[[ Material for the task open ]]

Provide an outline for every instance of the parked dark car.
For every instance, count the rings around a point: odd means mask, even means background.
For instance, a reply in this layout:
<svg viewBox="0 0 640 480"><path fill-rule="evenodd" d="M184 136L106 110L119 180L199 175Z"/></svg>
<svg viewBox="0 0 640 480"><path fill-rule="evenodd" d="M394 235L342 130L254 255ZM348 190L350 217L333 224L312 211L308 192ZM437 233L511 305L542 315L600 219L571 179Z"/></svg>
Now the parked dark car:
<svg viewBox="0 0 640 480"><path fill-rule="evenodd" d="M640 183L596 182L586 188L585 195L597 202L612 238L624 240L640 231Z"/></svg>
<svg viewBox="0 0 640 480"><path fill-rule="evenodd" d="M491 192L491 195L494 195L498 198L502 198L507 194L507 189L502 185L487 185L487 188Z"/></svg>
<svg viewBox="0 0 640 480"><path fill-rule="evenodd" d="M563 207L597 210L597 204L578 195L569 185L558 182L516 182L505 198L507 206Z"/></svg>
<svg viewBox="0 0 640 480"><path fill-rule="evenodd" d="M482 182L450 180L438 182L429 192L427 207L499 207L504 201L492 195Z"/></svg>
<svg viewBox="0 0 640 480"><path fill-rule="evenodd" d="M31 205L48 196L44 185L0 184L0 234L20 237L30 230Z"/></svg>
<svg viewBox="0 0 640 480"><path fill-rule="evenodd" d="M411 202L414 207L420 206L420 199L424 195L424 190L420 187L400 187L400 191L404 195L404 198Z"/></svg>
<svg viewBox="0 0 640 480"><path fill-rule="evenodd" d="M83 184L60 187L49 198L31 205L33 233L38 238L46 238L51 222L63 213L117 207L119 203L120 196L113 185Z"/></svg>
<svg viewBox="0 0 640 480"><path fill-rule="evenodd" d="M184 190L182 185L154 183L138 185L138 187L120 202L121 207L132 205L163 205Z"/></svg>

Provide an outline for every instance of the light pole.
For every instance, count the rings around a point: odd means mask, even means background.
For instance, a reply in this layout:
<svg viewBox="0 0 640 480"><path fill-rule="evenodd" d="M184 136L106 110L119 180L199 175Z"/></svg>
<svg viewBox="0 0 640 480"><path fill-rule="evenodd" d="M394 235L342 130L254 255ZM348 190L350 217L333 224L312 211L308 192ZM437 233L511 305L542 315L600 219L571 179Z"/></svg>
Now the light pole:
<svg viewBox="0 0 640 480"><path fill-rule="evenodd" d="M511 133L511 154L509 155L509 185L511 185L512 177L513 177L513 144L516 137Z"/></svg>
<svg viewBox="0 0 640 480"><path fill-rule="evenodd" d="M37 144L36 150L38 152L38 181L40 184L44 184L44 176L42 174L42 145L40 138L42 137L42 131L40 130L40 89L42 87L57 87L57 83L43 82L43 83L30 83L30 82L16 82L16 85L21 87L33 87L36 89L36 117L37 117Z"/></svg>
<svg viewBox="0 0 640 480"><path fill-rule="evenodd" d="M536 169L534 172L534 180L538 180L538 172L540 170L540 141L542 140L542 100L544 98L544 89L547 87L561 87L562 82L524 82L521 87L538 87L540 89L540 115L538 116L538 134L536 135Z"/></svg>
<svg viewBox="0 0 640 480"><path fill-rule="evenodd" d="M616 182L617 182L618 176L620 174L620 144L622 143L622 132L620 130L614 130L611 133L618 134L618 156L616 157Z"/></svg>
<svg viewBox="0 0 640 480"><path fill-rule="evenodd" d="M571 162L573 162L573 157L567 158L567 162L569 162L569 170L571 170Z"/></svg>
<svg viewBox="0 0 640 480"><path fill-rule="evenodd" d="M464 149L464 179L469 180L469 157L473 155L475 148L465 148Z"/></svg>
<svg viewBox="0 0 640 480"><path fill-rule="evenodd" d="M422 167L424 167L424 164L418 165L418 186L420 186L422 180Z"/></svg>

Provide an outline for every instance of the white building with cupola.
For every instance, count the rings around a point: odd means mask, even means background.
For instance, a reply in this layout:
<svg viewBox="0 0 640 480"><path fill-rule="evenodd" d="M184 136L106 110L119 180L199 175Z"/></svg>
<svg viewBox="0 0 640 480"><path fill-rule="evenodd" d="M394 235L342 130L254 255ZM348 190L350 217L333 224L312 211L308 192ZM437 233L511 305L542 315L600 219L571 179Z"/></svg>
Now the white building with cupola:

[[ Material for the task closed ]]

Directions: Repeat all of the records verbatim, leaving nothing out.

Solved exercise:
Provide an outline for every instance of the parked dark car.
For every instance, count the rings around a point: odd means mask, even means background.
For instance, a reply in this layout:
<svg viewBox="0 0 640 480"><path fill-rule="evenodd" d="M184 136L106 110L119 180L199 175Z"/></svg>
<svg viewBox="0 0 640 480"><path fill-rule="evenodd" d="M394 235L342 130L254 255ZM348 190L350 217L333 224L312 211L308 192ZM437 233L511 305L542 315L600 219L571 179Z"/></svg>
Now the parked dark car:
<svg viewBox="0 0 640 480"><path fill-rule="evenodd" d="M640 183L596 182L586 188L585 195L597 202L612 238L624 240L640 231Z"/></svg>
<svg viewBox="0 0 640 480"><path fill-rule="evenodd" d="M491 192L491 195L494 195L498 198L502 198L507 194L507 189L502 185L487 185L487 188Z"/></svg>
<svg viewBox="0 0 640 480"><path fill-rule="evenodd" d="M563 207L597 210L597 204L578 195L569 185L558 182L516 182L505 198L507 206Z"/></svg>
<svg viewBox="0 0 640 480"><path fill-rule="evenodd" d="M482 182L450 180L438 182L429 192L427 207L499 207L504 201L492 195Z"/></svg>
<svg viewBox="0 0 640 480"><path fill-rule="evenodd" d="M31 205L48 196L44 185L0 184L0 234L20 237L30 230Z"/></svg>
<svg viewBox="0 0 640 480"><path fill-rule="evenodd" d="M411 202L414 207L420 206L420 199L424 195L424 190L420 187L400 187L400 191L404 195L404 198Z"/></svg>
<svg viewBox="0 0 640 480"><path fill-rule="evenodd" d="M83 184L60 187L49 198L31 205L33 233L38 238L46 238L51 222L63 213L117 207L119 203L120 196L113 185Z"/></svg>
<svg viewBox="0 0 640 480"><path fill-rule="evenodd" d="M184 190L182 185L154 183L138 185L138 187L120 202L121 207L132 205L163 205Z"/></svg>

Provide an outline for every instance of the light pole.
For every instance, count the rings around a point: odd means mask, even means background.
For instance, a reply in this layout:
<svg viewBox="0 0 640 480"><path fill-rule="evenodd" d="M184 136L106 110L119 180L199 175Z"/></svg>
<svg viewBox="0 0 640 480"><path fill-rule="evenodd" d="M394 235L342 130L254 255ZM348 190L350 217L333 224L312 211L308 192ZM437 233L511 305L542 315L600 219L571 179Z"/></svg>
Now the light pole:
<svg viewBox="0 0 640 480"><path fill-rule="evenodd" d="M511 133L511 154L509 155L509 185L511 185L512 177L513 177L513 144L516 137Z"/></svg>
<svg viewBox="0 0 640 480"><path fill-rule="evenodd" d="M37 144L36 150L38 152L38 181L40 184L44 184L44 176L42 174L42 145L40 138L42 137L42 131L40 130L40 89L42 87L57 87L57 83L43 82L43 83L30 83L30 82L16 82L16 85L21 87L33 87L36 89L36 117L37 117Z"/></svg>
<svg viewBox="0 0 640 480"><path fill-rule="evenodd" d="M536 169L534 172L534 180L538 180L538 172L540 170L540 141L542 140L542 100L544 98L544 89L547 87L561 87L562 82L524 82L521 87L538 87L540 89L540 115L538 116L538 134L536 135Z"/></svg>
<svg viewBox="0 0 640 480"><path fill-rule="evenodd" d="M616 182L617 182L618 176L620 174L620 144L622 143L622 132L620 130L614 130L611 133L618 134L618 156L616 157Z"/></svg>
<svg viewBox="0 0 640 480"><path fill-rule="evenodd" d="M571 162L573 162L573 157L567 158L567 162L569 162L569 170L571 170Z"/></svg>
<svg viewBox="0 0 640 480"><path fill-rule="evenodd" d="M464 149L464 179L469 180L469 157L473 155L475 148L465 148Z"/></svg>
<svg viewBox="0 0 640 480"><path fill-rule="evenodd" d="M422 167L424 167L424 164L418 165L418 186L420 186L422 180Z"/></svg>

Provide an outline for every instance of the white building with cupola.
For every instance, count the rings around a point: odd means mask, even means background.
For instance, a reply in this layout:
<svg viewBox="0 0 640 480"><path fill-rule="evenodd" d="M184 136L106 110L119 180L199 175Z"/></svg>
<svg viewBox="0 0 640 480"><path fill-rule="evenodd" d="M394 235L342 130L254 255ZM348 190L350 217L333 224L312 211L308 192ZM437 233L511 305L542 315L600 219L571 179Z"/></svg>
Now the white building with cupola:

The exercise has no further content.